### [YOUR OBJECTIVE]
Word for word, set down the records and skip each picture.

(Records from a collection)

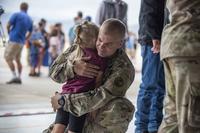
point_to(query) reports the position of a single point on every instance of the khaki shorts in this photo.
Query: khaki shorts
(13, 51)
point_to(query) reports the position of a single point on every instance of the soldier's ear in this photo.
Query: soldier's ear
(122, 43)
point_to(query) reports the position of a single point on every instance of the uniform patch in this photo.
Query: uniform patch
(119, 82)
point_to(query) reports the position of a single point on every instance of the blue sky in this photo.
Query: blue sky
(65, 10)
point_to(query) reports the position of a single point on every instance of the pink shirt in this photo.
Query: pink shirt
(83, 84)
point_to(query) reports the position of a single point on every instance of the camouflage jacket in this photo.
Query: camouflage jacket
(112, 110)
(181, 36)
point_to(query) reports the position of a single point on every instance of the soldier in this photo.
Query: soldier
(111, 111)
(180, 51)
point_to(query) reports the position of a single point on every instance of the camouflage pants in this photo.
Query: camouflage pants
(114, 117)
(182, 100)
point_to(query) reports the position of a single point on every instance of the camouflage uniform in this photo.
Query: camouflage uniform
(180, 51)
(111, 110)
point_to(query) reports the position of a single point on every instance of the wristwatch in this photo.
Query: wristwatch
(61, 101)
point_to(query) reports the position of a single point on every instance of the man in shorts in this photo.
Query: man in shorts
(18, 26)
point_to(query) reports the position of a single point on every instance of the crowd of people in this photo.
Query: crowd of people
(97, 70)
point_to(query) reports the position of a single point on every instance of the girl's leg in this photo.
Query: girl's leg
(61, 122)
(76, 123)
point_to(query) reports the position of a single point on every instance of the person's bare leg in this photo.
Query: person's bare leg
(12, 67)
(19, 67)
(58, 128)
(71, 132)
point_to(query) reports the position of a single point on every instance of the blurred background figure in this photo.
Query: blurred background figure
(61, 35)
(88, 18)
(18, 26)
(54, 45)
(131, 45)
(112, 9)
(36, 42)
(44, 56)
(77, 20)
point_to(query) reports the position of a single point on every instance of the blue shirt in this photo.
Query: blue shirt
(36, 35)
(20, 23)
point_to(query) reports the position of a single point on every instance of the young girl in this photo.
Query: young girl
(86, 36)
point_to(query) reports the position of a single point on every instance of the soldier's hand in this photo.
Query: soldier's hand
(99, 79)
(54, 101)
(82, 68)
(156, 46)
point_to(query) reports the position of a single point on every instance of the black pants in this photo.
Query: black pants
(75, 124)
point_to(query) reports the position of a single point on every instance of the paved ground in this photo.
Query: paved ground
(26, 108)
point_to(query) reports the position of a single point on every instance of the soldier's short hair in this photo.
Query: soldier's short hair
(114, 26)
(24, 6)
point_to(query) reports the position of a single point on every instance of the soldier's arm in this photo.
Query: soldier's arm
(116, 86)
(62, 68)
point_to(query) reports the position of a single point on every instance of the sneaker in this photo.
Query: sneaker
(14, 81)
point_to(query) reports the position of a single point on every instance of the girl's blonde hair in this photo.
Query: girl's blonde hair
(85, 32)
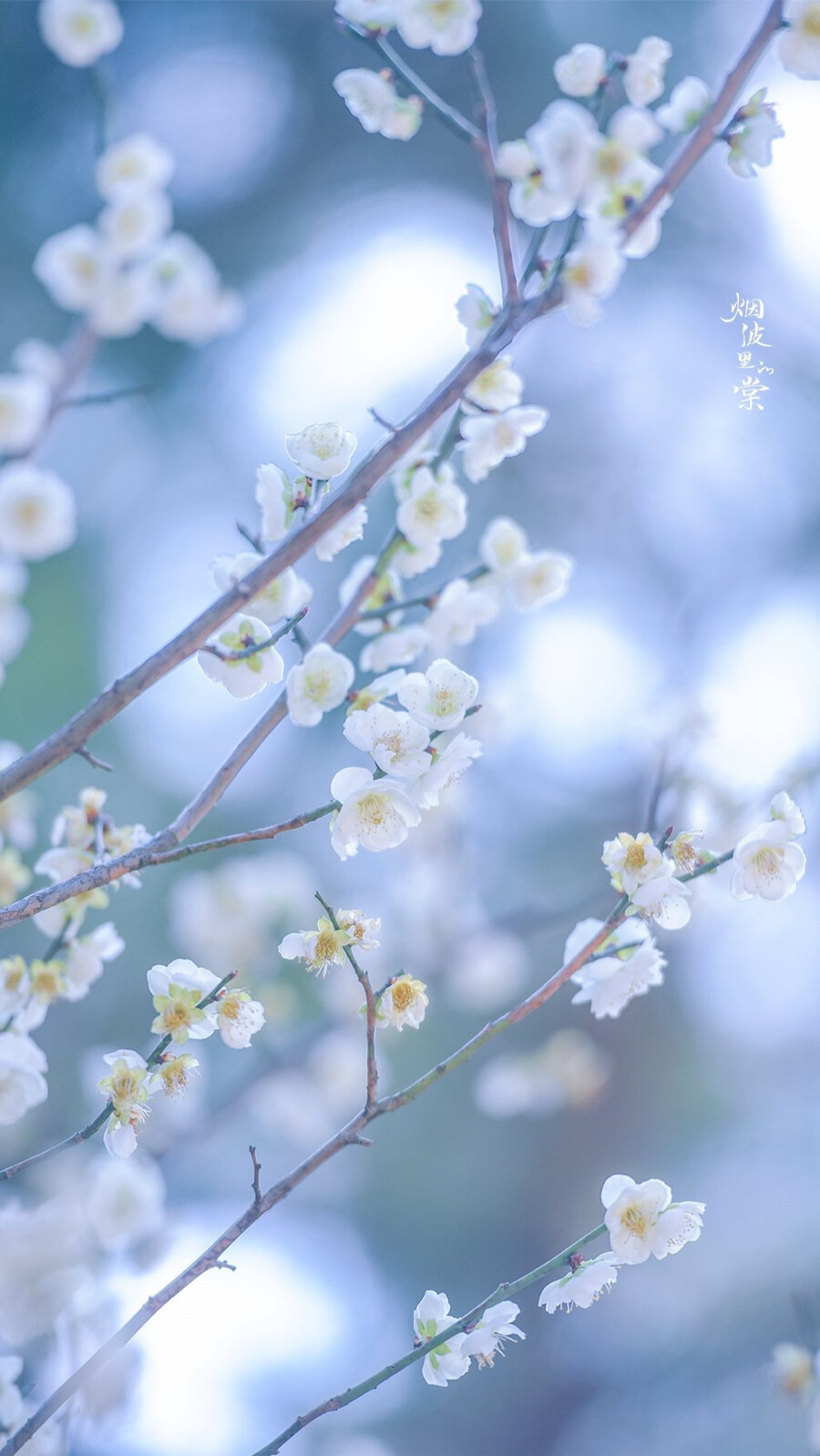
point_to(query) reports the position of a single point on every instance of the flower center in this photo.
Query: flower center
(403, 994)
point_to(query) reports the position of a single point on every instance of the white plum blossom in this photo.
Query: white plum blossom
(395, 741)
(800, 44)
(663, 899)
(477, 313)
(591, 271)
(374, 99)
(318, 685)
(80, 31)
(645, 68)
(491, 439)
(124, 1201)
(632, 860)
(635, 127)
(127, 1089)
(559, 146)
(615, 974)
(642, 1219)
(459, 610)
(10, 1398)
(447, 26)
(274, 497)
(133, 225)
(36, 513)
(185, 296)
(449, 765)
(394, 648)
(386, 590)
(581, 70)
(344, 534)
(686, 107)
(22, 1074)
(177, 991)
(374, 813)
(411, 561)
(87, 957)
(24, 406)
(282, 597)
(783, 809)
(73, 267)
(431, 510)
(583, 1285)
(242, 676)
(497, 386)
(501, 545)
(751, 134)
(766, 862)
(447, 1360)
(321, 450)
(131, 168)
(360, 928)
(239, 1018)
(404, 1003)
(487, 1337)
(440, 697)
(538, 578)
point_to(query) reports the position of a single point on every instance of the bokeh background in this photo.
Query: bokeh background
(693, 620)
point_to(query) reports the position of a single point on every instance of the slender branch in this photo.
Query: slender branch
(257, 647)
(111, 702)
(350, 1135)
(82, 1136)
(703, 134)
(369, 1005)
(354, 1392)
(447, 114)
(487, 148)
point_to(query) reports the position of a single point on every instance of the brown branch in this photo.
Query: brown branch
(348, 1136)
(487, 148)
(703, 134)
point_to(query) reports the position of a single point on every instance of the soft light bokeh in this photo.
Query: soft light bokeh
(693, 620)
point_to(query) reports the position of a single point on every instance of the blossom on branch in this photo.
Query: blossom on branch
(318, 685)
(36, 513)
(243, 676)
(404, 1003)
(583, 1285)
(374, 813)
(447, 1361)
(374, 99)
(440, 697)
(80, 31)
(642, 1219)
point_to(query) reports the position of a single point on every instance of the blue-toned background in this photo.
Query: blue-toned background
(693, 619)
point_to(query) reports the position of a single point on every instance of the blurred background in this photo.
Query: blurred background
(692, 631)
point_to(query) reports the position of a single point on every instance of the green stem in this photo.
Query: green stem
(354, 1392)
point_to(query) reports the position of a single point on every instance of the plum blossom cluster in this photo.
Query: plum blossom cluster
(642, 1222)
(131, 269)
(191, 1003)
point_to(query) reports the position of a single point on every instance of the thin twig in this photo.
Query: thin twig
(420, 1351)
(350, 1135)
(82, 1136)
(447, 114)
(369, 1006)
(487, 148)
(97, 763)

### [REPLY]
point_to(query) reports the position of a single point on every instance of the khaki shorts in this photo.
Query: khaki shorts
(13, 51)
point_to(query) reports the position of a single point on every instance of the soldier's ear in this photo.
Query: soldier's ear
(122, 43)
point_to(query) reports the position of a single point on every instance of the uniform patch in this photo.
Query: uniform patch
(119, 82)
point_to(query) reports the position of a single point on every instance of the blue sky in this photo.
Query: blue sky
(65, 10)
point_to(query) reports the position of a single point on every instance of the pink shirt in this photo.
Query: pink shirt
(83, 84)
point_to(query) reports the position of a single point on every instance of the camouflage jacket in this photo.
Query: camouflage jacket
(112, 110)
(181, 36)
point_to(query) reports the position of a single point on every instance of the soldier in this photo.
Query: soldier
(111, 111)
(180, 51)
point_to(query) reports the position of a single point on every instance of the camouflage pants in this photo.
Query: camouflage pants
(114, 117)
(182, 100)
point_to(query) reports the position of a single point on every instance of the camouflage uniform in this photo.
Query: camouflage uniform
(180, 51)
(111, 110)
point_to(query) reports the position of a single point on every instance of the wristwatch in this photo.
Query: wristwatch
(61, 101)
point_to(query) reports the position of a single point on every instance of the man in shorts in this photo.
Query: man in shorts
(18, 26)
point_to(query) reports the position of a single point on every instance of the crowd of people in this photo.
Query: crowd of people
(97, 70)
point_to(query) reports the position of a single point on every instance of the girl's leg in this photo.
Query: girl's leg
(61, 122)
(76, 123)
point_to(query) reports the position of a single point on every instance of the person's bare leg in this photo.
Query: person's bare leg
(12, 67)
(19, 67)
(58, 128)
(71, 132)
point_to(query) reports the position of a single point on every instance of the blurred background figure in this photo.
Query: blurred background figure
(61, 35)
(88, 18)
(18, 26)
(54, 45)
(131, 45)
(112, 9)
(36, 42)
(44, 56)
(77, 20)
point_to(query) reports the position of a single point on every instance of the blue shirt in this photo.
Query: blue shirt
(36, 35)
(20, 23)
point_to(query) reports the position of a single point on every instance of the young girl in this photo.
Query: young girl
(86, 36)
point_to(query) reports the position of a single point on every instance of the soldier's hand in this photo.
Query: soldier's hand
(99, 79)
(54, 101)
(82, 68)
(156, 46)
point_to(query) reports the position of a single point on every instance of the black pants in this photo.
Query: black pants
(75, 124)
point_to(query) reports the position of a single point on every instance of the paved ground in this photo.
Query: paved ground
(26, 108)
point_to(query) reports the position of a single point on every instance of the soldier's short hair in this photo.
Query: soldier's short hair
(114, 26)
(24, 6)
point_to(query) reports the position of a single point on every instance of the soldier's arm in this photo.
Query: soldier's arm
(116, 86)
(62, 68)
point_to(query) reports the position of a single point on every instance of the sneaker in this photo.
Query: sneaker
(14, 81)
point_to(query) reports the position of a single point on every instance of the girl's blonde hair in this photo.
Query: girl's blonde hair
(85, 32)
point_to(query) reports the position of a single point on every instance of the flower center in this photo.
Query: flower center
(403, 994)
point_to(query) reports the position of a single point on every instance of the white plum blossom in this photo.
Query: white plum blossom
(395, 741)
(800, 44)
(663, 899)
(477, 313)
(591, 271)
(374, 99)
(318, 685)
(80, 31)
(645, 68)
(491, 439)
(124, 1201)
(632, 860)
(635, 127)
(127, 1089)
(559, 146)
(615, 974)
(642, 1219)
(459, 610)
(10, 1398)
(447, 26)
(274, 497)
(133, 225)
(36, 513)
(185, 296)
(449, 765)
(394, 648)
(386, 590)
(581, 70)
(344, 534)
(686, 107)
(22, 1074)
(177, 991)
(374, 813)
(411, 561)
(87, 957)
(24, 406)
(282, 597)
(783, 809)
(73, 267)
(431, 510)
(583, 1285)
(242, 676)
(497, 386)
(501, 545)
(751, 134)
(766, 862)
(447, 1360)
(321, 450)
(131, 168)
(360, 928)
(239, 1018)
(404, 1003)
(487, 1337)
(440, 697)
(538, 578)
point_to(query) reports the position of a single point on every instance of the bokeh background in this photo.
Query: bokeh background
(693, 620)
point_to(query) reports the position of a single point on every instance of the slender branch in this photo.
Query: slender branch
(257, 647)
(111, 702)
(350, 1135)
(82, 1136)
(703, 134)
(369, 1005)
(354, 1392)
(447, 114)
(487, 148)
point_to(query) reports the position of a single point on every instance of the brown branch in this photo.
Query: brown branch
(348, 1136)
(487, 148)
(703, 134)
point_to(query) reports the position of a single point on every instance of the soft light bokeh in this photo.
Query: soft light bokeh
(693, 620)
point_to(query) reports the position of a single point on every instance of the blossom on branch in this photo.
Query: blossom on branch
(318, 685)
(36, 513)
(243, 676)
(404, 1003)
(583, 1285)
(374, 813)
(447, 1361)
(374, 99)
(440, 697)
(80, 31)
(642, 1219)
point_to(query) reports the position of a single point on every instance of the blue-toned background in this photo.
Query: blue-toned background
(693, 619)
point_to(query) reports the position of a single point on every instance of the blurred background in this photo.
Query: blurred background
(692, 631)
point_to(query) reports the position of a single point on every instance of the green stem in this photo.
Query: green stem
(354, 1392)
point_to(query) reports the position of a single point on every instance of the plum blossom cluster in this photo.
Query: plum blossom cluster
(642, 1222)
(131, 269)
(191, 1003)
point_to(query) reports the position of a single point on every instance of the thin twig in this photo.
Query: thin twig
(420, 1351)
(350, 1135)
(82, 1136)
(447, 114)
(369, 1006)
(487, 148)
(97, 763)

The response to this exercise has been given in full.